--- Exercise goal ---
The reply must repeat each entry exactly and contain no pictures.

# # # # #

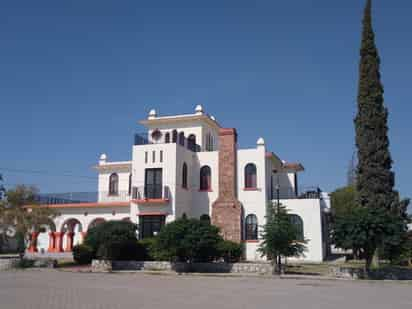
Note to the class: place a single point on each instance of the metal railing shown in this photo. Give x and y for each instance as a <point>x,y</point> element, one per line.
<point>289,193</point>
<point>151,192</point>
<point>143,139</point>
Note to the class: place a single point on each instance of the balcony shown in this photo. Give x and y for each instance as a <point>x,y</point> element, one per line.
<point>143,139</point>
<point>289,193</point>
<point>106,197</point>
<point>151,194</point>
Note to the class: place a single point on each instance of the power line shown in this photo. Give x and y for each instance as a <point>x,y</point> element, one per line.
<point>40,172</point>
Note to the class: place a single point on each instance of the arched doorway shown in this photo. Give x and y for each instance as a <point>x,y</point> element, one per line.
<point>95,222</point>
<point>45,238</point>
<point>71,234</point>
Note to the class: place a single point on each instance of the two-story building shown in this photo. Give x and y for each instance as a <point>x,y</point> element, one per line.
<point>189,164</point>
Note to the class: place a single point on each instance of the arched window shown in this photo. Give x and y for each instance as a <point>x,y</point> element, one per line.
<point>209,142</point>
<point>251,228</point>
<point>130,183</point>
<point>184,176</point>
<point>113,184</point>
<point>298,223</point>
<point>174,136</point>
<point>182,138</point>
<point>205,178</point>
<point>191,142</point>
<point>205,218</point>
<point>250,176</point>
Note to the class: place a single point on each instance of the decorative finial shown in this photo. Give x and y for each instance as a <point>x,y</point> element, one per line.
<point>103,158</point>
<point>152,114</point>
<point>199,109</point>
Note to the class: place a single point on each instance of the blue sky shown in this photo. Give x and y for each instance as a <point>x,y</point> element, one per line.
<point>76,76</point>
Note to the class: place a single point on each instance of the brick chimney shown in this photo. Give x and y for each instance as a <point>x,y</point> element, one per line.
<point>227,210</point>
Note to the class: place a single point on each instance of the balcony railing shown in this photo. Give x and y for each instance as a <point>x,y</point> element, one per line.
<point>151,192</point>
<point>143,139</point>
<point>289,193</point>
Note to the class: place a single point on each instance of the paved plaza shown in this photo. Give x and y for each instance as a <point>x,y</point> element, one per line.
<point>59,290</point>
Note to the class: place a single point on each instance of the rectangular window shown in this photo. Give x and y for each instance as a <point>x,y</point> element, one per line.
<point>150,225</point>
<point>153,183</point>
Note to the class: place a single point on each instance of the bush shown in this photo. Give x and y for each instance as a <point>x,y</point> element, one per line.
<point>230,251</point>
<point>188,240</point>
<point>122,250</point>
<point>109,232</point>
<point>82,254</point>
<point>151,250</point>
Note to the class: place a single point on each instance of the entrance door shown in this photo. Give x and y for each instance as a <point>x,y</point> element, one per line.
<point>153,183</point>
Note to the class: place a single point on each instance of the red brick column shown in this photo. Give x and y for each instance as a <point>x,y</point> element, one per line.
<point>52,242</point>
<point>84,234</point>
<point>227,210</point>
<point>69,242</point>
<point>33,242</point>
<point>58,241</point>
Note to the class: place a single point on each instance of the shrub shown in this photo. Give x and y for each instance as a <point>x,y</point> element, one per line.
<point>230,251</point>
<point>122,250</point>
<point>82,254</point>
<point>188,240</point>
<point>109,232</point>
<point>152,251</point>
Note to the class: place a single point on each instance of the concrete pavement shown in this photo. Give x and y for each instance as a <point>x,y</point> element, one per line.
<point>56,289</point>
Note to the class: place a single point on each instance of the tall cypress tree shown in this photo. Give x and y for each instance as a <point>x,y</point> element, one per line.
<point>375,180</point>
<point>382,216</point>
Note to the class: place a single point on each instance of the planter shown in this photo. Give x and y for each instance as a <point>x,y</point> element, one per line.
<point>386,273</point>
<point>241,268</point>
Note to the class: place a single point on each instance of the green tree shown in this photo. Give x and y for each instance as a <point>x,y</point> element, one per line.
<point>21,211</point>
<point>280,237</point>
<point>2,188</point>
<point>355,229</point>
<point>189,240</point>
<point>375,179</point>
<point>107,236</point>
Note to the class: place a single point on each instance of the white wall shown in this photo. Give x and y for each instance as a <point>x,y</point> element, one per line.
<point>202,201</point>
<point>310,212</point>
<point>253,202</point>
<point>103,183</point>
<point>168,167</point>
<point>86,215</point>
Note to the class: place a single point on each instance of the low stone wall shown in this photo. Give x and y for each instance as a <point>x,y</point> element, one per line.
<point>251,268</point>
<point>387,273</point>
<point>14,263</point>
<point>7,264</point>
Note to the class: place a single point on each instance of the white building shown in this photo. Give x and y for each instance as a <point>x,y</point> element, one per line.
<point>188,164</point>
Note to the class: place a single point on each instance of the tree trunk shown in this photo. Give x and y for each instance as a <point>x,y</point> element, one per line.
<point>375,258</point>
<point>279,265</point>
<point>368,262</point>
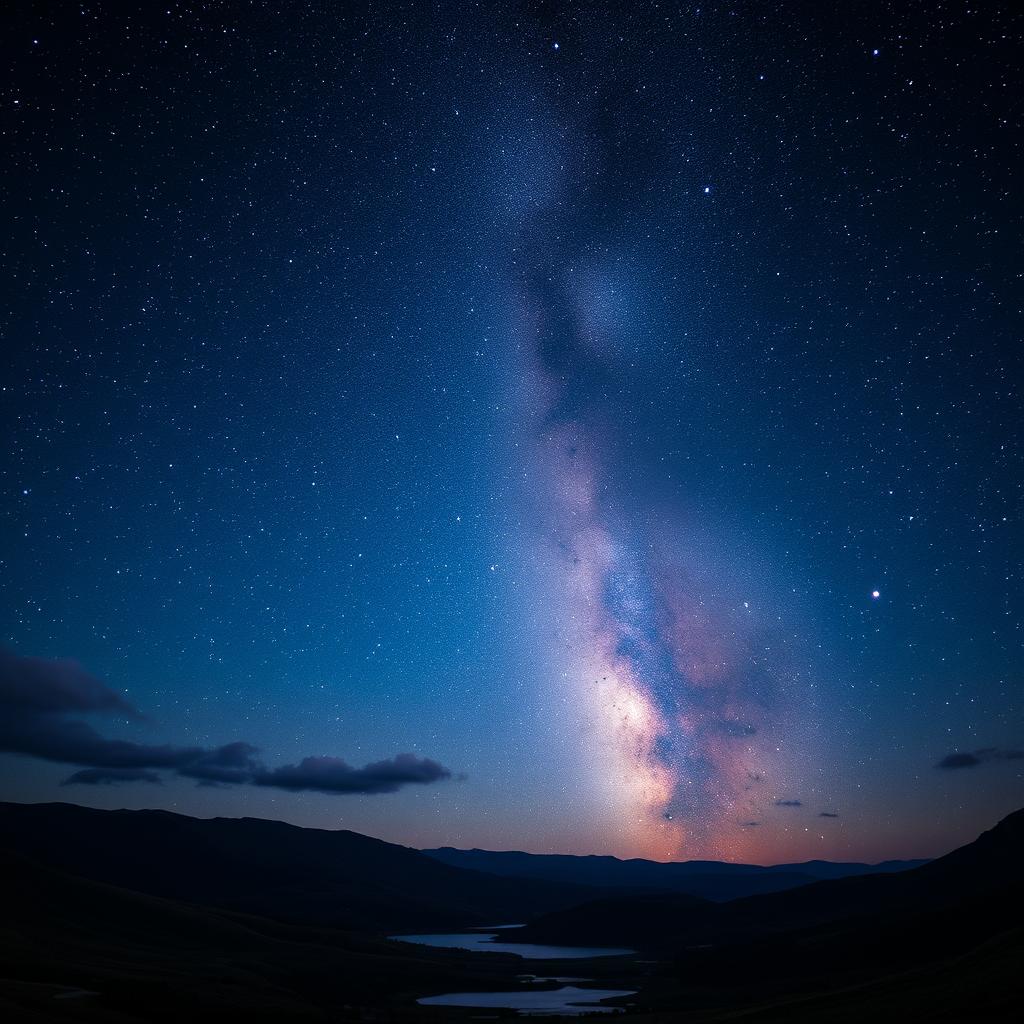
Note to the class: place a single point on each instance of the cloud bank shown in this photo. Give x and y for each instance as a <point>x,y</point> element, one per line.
<point>39,697</point>
<point>971,759</point>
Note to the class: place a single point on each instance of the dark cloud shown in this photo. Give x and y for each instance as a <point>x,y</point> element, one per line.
<point>335,775</point>
<point>971,759</point>
<point>37,697</point>
<point>109,776</point>
<point>37,685</point>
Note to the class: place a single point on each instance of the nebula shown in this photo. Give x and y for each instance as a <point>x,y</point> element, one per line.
<point>679,696</point>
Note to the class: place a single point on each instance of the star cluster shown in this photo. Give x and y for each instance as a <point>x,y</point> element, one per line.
<point>615,404</point>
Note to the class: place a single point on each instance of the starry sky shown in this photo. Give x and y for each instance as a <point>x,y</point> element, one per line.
<point>587,428</point>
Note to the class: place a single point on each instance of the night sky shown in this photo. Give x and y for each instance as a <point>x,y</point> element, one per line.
<point>562,427</point>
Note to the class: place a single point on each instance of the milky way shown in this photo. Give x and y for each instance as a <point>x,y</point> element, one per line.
<point>683,707</point>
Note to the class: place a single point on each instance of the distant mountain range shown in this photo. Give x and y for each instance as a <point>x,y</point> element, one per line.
<point>337,879</point>
<point>984,875</point>
<point>709,879</point>
<point>120,916</point>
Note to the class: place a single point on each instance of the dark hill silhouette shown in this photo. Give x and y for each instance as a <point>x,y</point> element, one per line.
<point>708,879</point>
<point>77,949</point>
<point>977,871</point>
<point>339,879</point>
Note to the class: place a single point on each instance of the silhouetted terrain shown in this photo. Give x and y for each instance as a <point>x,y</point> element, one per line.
<point>340,879</point>
<point>985,869</point>
<point>708,879</point>
<point>119,916</point>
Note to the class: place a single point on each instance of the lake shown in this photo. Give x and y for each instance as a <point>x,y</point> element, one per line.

# # # # #

--- Answer to this exercise ---
Note to the class: place a single point on each instance of the metal railing shown in this photo. Give x and y for each instance as a <point>x,y</point> element, one per line.
<point>289,193</point>
<point>151,192</point>
<point>143,139</point>
Note to the class: place a single point on each instance of the balcony shown in this photo. Give x and y for each instance as a <point>x,y</point> element, one per line.
<point>143,139</point>
<point>289,193</point>
<point>106,197</point>
<point>151,194</point>
Note to the class: place a single point on each instance of the power line shown in this photo. Give x and y for each instance as a <point>x,y</point> element, one per line.
<point>40,172</point>
Note to the class: place a single point on each instance of the arched doorway shown in this photo. Give x and y for each instance as a <point>x,y</point> element, one per line.
<point>95,222</point>
<point>45,238</point>
<point>71,234</point>
Note to the class: place a single point on each instance of the two-story building shown in this photo. Give x and y for each instance as a <point>x,y</point> element, one per line.
<point>189,164</point>
Note to the class: place a single point on each instance of the arched window shown in this photo. Give x and y for each instance as a <point>x,y</point> element, one per line.
<point>209,142</point>
<point>251,228</point>
<point>130,183</point>
<point>184,176</point>
<point>113,184</point>
<point>298,223</point>
<point>174,136</point>
<point>182,138</point>
<point>205,178</point>
<point>191,142</point>
<point>205,218</point>
<point>250,176</point>
Note to the class: place a single point on each instance of the decorative finial shown in this photo. Give x and y for each instance as a <point>x,y</point> element, one per line.
<point>103,158</point>
<point>152,114</point>
<point>199,109</point>
Note to the class: place a single point on each instance of the blue sky shown in this photo. Give x and y for each instance as a <point>x,y</point> element, one per line.
<point>76,76</point>
Note to the class: place a single point on each instance of the brick chimney shown in this photo. Give x and y for each instance as a <point>x,y</point> element, one per line.
<point>227,210</point>
Note to the class: place a single point on each instance of the balcony railing shown in this photo. Give x and y for each instance as a <point>x,y</point> element, one per line.
<point>151,192</point>
<point>143,139</point>
<point>289,193</point>
Note to the class: place a single point on each instance of the paved plaza shown in this photo. Give x and y for each instance as a <point>x,y</point> element, one per line.
<point>59,290</point>
Note to the class: place a single point on each instance of the rectangular window shown in this photo. Give x and y for each instance as a <point>x,y</point> element, one per line.
<point>150,225</point>
<point>153,183</point>
Note to the class: place a single point on each instance of the bush shown in this photo. Give x and y for each instance as a <point>x,y</point> element, one per line.
<point>230,251</point>
<point>188,240</point>
<point>122,250</point>
<point>109,232</point>
<point>82,254</point>
<point>151,250</point>
Note to the class: place a single point on each instance of the entrance door shown in this photo. Give x and y for each instance as a <point>x,y</point> element, one per line.
<point>153,183</point>
Note to the class: place a single point on each instance of the red brick column shown in this photo. Give x and y for each instance as a <point>x,y</point> element, one per line.
<point>52,242</point>
<point>84,234</point>
<point>227,210</point>
<point>69,242</point>
<point>33,242</point>
<point>58,241</point>
Note to the class: place a single point on each instance of the shrub shown in this photo. Give x and y for each instance as a <point>x,y</point> element, one per line.
<point>230,251</point>
<point>122,250</point>
<point>82,254</point>
<point>188,240</point>
<point>109,232</point>
<point>152,251</point>
Note to the class: place a single point on each instance of the concrete pavement shown in this photo. Give x and y for each instance as a <point>x,y</point> element, one per line.
<point>56,289</point>
Note to the class: place a single point on each instance of the tall cypress tree shown in this photo. Give x and y for each instance as a <point>x,y</point> element, one per line.
<point>375,180</point>
<point>382,216</point>
Note to the class: place a single point on each instance of the planter shown in this photo. Give x and y for each instance as a <point>x,y</point> element, one per line.
<point>386,273</point>
<point>241,268</point>
Note to the class: place a single point on each instance of the green tree shown in this photo. Give x and y for each instance as a <point>x,y</point> element, one per line.
<point>21,211</point>
<point>280,237</point>
<point>2,188</point>
<point>355,229</point>
<point>189,240</point>
<point>375,179</point>
<point>107,236</point>
Note to the class: place a single point on each instance of the white wall shown in this photo. Give x and y for each instance as a <point>x,y</point> element, one per line.
<point>202,201</point>
<point>310,212</point>
<point>253,202</point>
<point>103,183</point>
<point>168,167</point>
<point>86,215</point>
Note to the class: place a single point on each instance of the low stone wall shown in this photo. Give x and y for each instance as a <point>x,y</point> element, one per line.
<point>251,268</point>
<point>387,273</point>
<point>14,263</point>
<point>7,264</point>
Note to the class: place a single point on each instance of the white building shown in this photo. Give x and y for each instance as a <point>x,y</point> element, one per line.
<point>188,164</point>
Note to the class: place a single point on each instance of the tree trunk shown in this photo. Give x and y for each instance as a <point>x,y</point> element, one per line.
<point>375,258</point>
<point>279,265</point>
<point>368,262</point>
Note to the class: place a single point on each instance of the cloud bank shown in this photo. Give x and y for each instance as a <point>x,y</point> element, one per line.
<point>39,697</point>
<point>971,759</point>
Note to the class: place a single point on each instance of the dark cloud shown in this photo. Give x and y for each instance as a <point>x,y</point> element, one per line.
<point>335,775</point>
<point>971,759</point>
<point>37,697</point>
<point>109,776</point>
<point>37,685</point>
Note to the class: place a single point on each instance of the nebula shown in this photo. Give x and y for each instance as a <point>x,y</point> element, one per line.
<point>679,696</point>
Note to the class: place a single point on each instance of the star cluster shown in this photo. Give x and y for each instance as a <point>x,y</point> element, one per line.
<point>615,404</point>
Note to the class: place a single point on each instance of the starry sky shown in this photo. Give x and y for each instance as a <point>x,y</point> element, one per line.
<point>587,428</point>
Note to the class: place a single point on each instance of the night sky shown in this photo. Give x and y for each instance as a <point>x,y</point> element, one per line.
<point>562,427</point>
Note to the class: place a single point on each instance of the milky way shown in this photo. Give x and y for each instance as a <point>x,y</point> element, one per line.
<point>683,707</point>
Note to the class: place a single point on each instance of the distant mountain range shown in this photo. Give x and y for each instance as a <point>x,y</point> element, one per line.
<point>337,879</point>
<point>984,875</point>
<point>709,879</point>
<point>120,916</point>
Note to the class: place a single point on each instance of the dark hill silhouette shown in this photo. Give x and y for each instance as a <point>x,y</point> element, one per line.
<point>708,879</point>
<point>77,949</point>
<point>977,871</point>
<point>339,879</point>
Note to the class: place a single point on each instance of the silhouetted terrain shown in this photo. Give x and y for each instance as a <point>x,y</point> element, one per line.
<point>340,879</point>
<point>985,869</point>
<point>708,879</point>
<point>119,916</point>
Note to the class: place a single point on each instance of the lake shown in this photo. Give x and y for each instance as a <point>x,y</point> element, one per line.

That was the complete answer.